Given task 1: According to the court order on the oil and gas lease, on what date did Plaintiffs and Defendant enter into that lease?
Given task 2: Print the part of the court order on the oil and gas lease that opens with the words containing "Plaintiffs assert in" and closes with "without legal basis.".
Given task 3: Write what follows the final sentence of the court order on the oil and gas lease.

Extract:
START

297 F. Supp. 1140 | W.D. Okla. | 1969
ORDER GRANTING SUMMARY JUDGMENT
The Court has under consideration Defendant’s Motion for Summary Judgment. Plaintiffs’ Complaint alleges that the Defendant has violated the implied covenant to diligently develop the premises covered by an oil and gas lease which was entered into by Plaintiffs and Defendant on October 31, 1961, for a term of five years and as long thereafter as oil and gas is produced. One producing well on the premises holds the entire lease. There is no offset drainage and that implied covenant is not involved herein. The relief prayed for by the Plaintiffs is forfeiture or cancellation of the lease except as to the spaced unit upon which the one producing well is located. Defendant contends that the clear and unambiguous terms of the lease preclude forfeiture of the lease by the Plaintiffs and Defendant is, therefore, entitled to a judgment of dismissal herein as a matter of law under Rule 56, F.R.Civ.P., 28 U.S.C.A.
Paragraph 10 of the lease reads as follows:
“In the event Lessor considers that Lessee has failed to comply with any obligation hereunder, express or implied, Lessor shall notify Lessee in writing specifying in what respects Lessor claims Lessee has breached this lease. The service of such notice and the lapse of sixty days without Lessee’s meeting or commencing to meet the alleged breaches shall be a condition precedent to any action by Lessor for any cause. If within sixtyi days after receipt of such notice, Lessee shall meet or commence to meet the breaches alleged by Lessor, Lessee shall not be deemed in default hereunder. The breach by Lessee of any obligation hereunder shall not work a forfeiture or termination in whole or in part of this lease.”
Plaintiffs assert in their Brief and in oral arguments conducted herein that Paragraph 10 precludes only automatic forfeiture. However, the easy answer to this contention is that the forfeiture of an oil and gas lease for the violation of an implied covenant, is never automatically accomplished. Litigation is necessary unless the parties should agree to a cancellation of the lease between themselves. Therefore, this contention of Plaintiffs’ is without legal basis.

END

Part of a data file
START

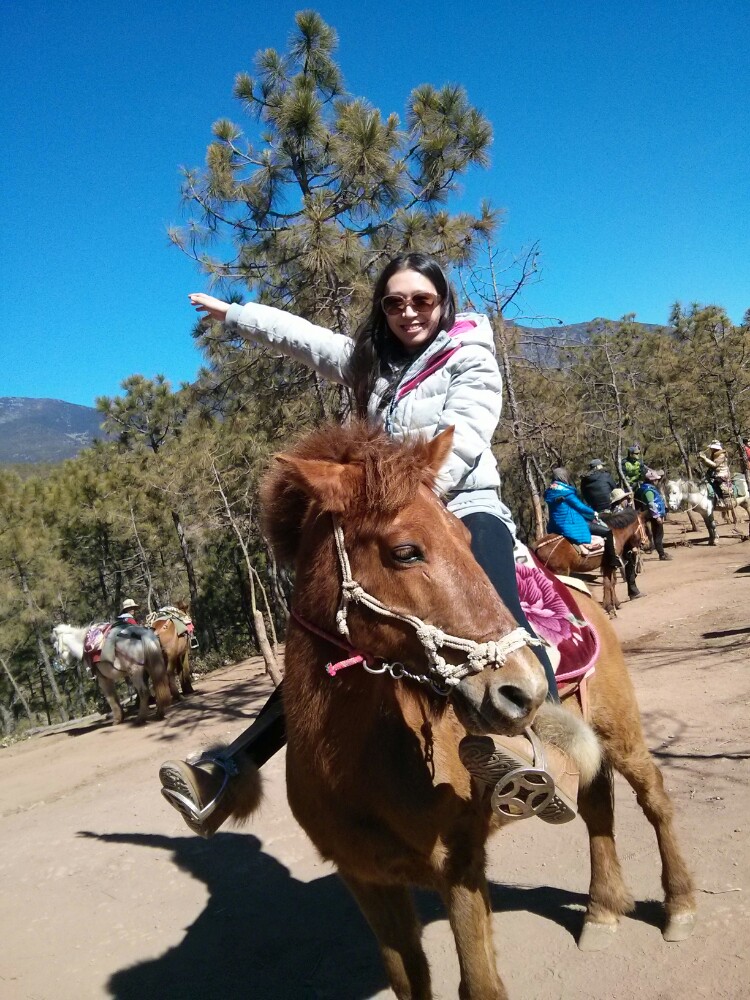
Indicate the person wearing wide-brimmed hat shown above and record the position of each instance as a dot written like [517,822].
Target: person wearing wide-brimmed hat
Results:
[718,472]
[649,499]
[596,485]
[127,612]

END

Reply 1: October 31, 1961.

Reply 2:
Plaintiffs assert in their Brief and in oral arguments conducted herein that Paragraph 10 precludes only automatic forfeiture. However, the easy answer to this contention is that the forfeiture of an oil and gas lease for the violation of an implied covenant, is never automatically accomplished. Litigation is necessary unless the parties should agree to a cancellation of the lease between themselves. Therefore, this contention of Plaintiffs’ is without legal basis.

Reply 3:
The parties to an oil and gas lease in Oklahoma may lawfully contract with respect to the implied covenant to develop. The familiar delay rental contract is an example. There is no statutory prohibition against such a contract. When the parties expressly contract regarding an implied covenant and contract against its effect, in whole or in part, the express agreement controls over the implied covenant. Central States Production Corporation v. Jordan, 184 Okl. 262, 86 P.2d 790 (1939); Southwestern Oil Co. v. Kersey, et al., 80 Okl. 135, 195 P. 120 (1921); Eastern Oil Co. v. Beatty, 71 Okl. 275, 177 P. 104 (1918); Southwestern Oil Co. v. McDaniel, 71 Okl. 142, 175 P. 920 (1918); I. T. I. O. v. Rosamond, 190 Okl. 46, 120 P.2d 349 (1941).
Regarding forfeiture of oil and gas leases, Dr. Merrill says in “Covenants Implied in Oil & Gas Leases,” 2nd Ed., 1959 Pocket Part, p. 126:
“Probably the parties by contractual stipulation may bar the remedy of forfeiture, unless such compacts are forbidden by statute. However, to be effectual, a contract precluding forfeiture must clearly state that such is its objective.”
In the case before the Court, the Court finds that Paragraph 10 of the lease clearly and unambiguously provides that it is not subject to forfeiture should the Defendant breach any obligation thereunder.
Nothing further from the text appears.